**What you are asked to do:** Can you print the part of the session schedule below word for word, starting at "This tutorial provides" and ending at "the other systems."?

**Excerpted text:**
....

Tuesday 10:30:00 AM 12:00:00 PM
Statistical Analysis: State of the Art

Chair: Loo Hay Lee (National University of Singapore)

Statistical Analysis of Simulation Output: State of the Art
Christos Alexopoulos (Georgia Institute of Technology)

This paper reviews statistical methods for analyzing output data from computer simulations. Specifically, it focuses on the estimation of steady-state system parameters. The estimation techniques include the replication/deletion approach, the regenerative method, the batch means method, and methods based on standardized time series.

Tuesday 1:30:00 PM 3:00:00 PM
Ranking and Selection

Chair: E. Chen (BASF Corporation)

Recent Advances in Ranking and Selection
Seong-Hee Kim (Georgia Institute of Technology) and Barry L. Nelson (Northwestern University)

This tutorial provides an overview on recent advances made in ranking and selection (R&S) for selecting the best simulated system and discusses challenges that still exist in the field. We focus on indifference-zone R&S procedures that provide a guaranteed probability of correct selection when the best system is at least a user-specified amount better than the other systems.

Tuesday 3:30:00 PM 5:00:00 PM
Real Options Valuation

Chair: Jeff Hong (Hong Kong University of Science and Technology)

Real Options Valuation
Barry R. Cobb (Virginia Military Institute) and John M. Charnes (The University of Kansas)

Managerial flexibility has value. The ability of their managers to make smart decisions in the face of volatile market and technological conditions is essential for firms any competitive industry. This advanced tutorial describes the use of Monte Carlo simulation and stochastic optimization for the valuation of real options that arise from the abilities of managers to influence the cash flows of the projects under their control. Option pricing theory supplements discounted cash flow methods of valuation by considering managerial flexibility. Managers' options to take actions that affect real investment projects are comparable to options on the sale or purchase of financial assets. Just as a financial option derives its value from the the price movements of the underlying financial asset, a real option derives its value from the fluctuations of the cash flows generating the value of the investment project.

....

**Data:**
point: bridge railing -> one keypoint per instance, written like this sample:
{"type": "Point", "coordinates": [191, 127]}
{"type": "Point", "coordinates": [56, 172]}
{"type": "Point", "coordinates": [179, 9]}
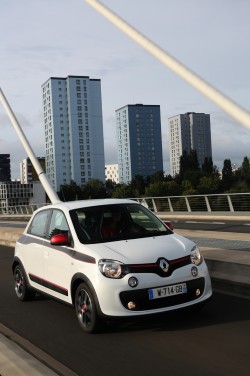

....

**Full output:**
This tutorial provides an overview on recent advances made in ranking and selection (R&S) for selecting the best simulated system and discusses challenges that still exist in the field. We focus on indifference-zone R&S procedures that provide a guaranteed probability of correct selection when the best system is at least a user-specified amount better than the other systems.